_INSTRUCTION:_
Rewrite all of the data below, requests included. Scale every coordinate in the answers by 2.15 and round to whole numbers, with halves rounded up, but keep the sample coordinates in the requests unchanged.

_SUPPLIED RECORDS:_

--- --- ---

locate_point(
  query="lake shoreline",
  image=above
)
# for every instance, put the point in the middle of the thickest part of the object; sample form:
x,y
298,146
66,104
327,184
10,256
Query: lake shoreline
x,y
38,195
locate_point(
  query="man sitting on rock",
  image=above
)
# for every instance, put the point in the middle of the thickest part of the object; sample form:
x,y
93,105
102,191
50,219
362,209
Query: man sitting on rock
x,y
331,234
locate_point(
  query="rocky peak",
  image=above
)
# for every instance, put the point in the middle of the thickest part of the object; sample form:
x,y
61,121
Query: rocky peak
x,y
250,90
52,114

--- --- ---

_RESULT:_
locate_point(
  query="lake shoreline",
  image=above
)
# for every instance, put the point in the middle of the thickest part of the object; sample form:
x,y
298,146
66,104
327,184
10,256
Query: lake shoreline
x,y
82,419
locate_point(
  query="man sitting on rock",
  image=above
)
# for every instance, put the point in the middle of the thickest part of the object; sample form:
x,y
93,105
102,191
50,219
362,209
Query: man sitting on rock
x,y
712,503
locate_point(
  query="rocky peak",
  image=above
)
# for every instance, put the point in the middle of the thickest part of the object; sample form:
x,y
61,121
Query: rocky peak
x,y
538,194
112,245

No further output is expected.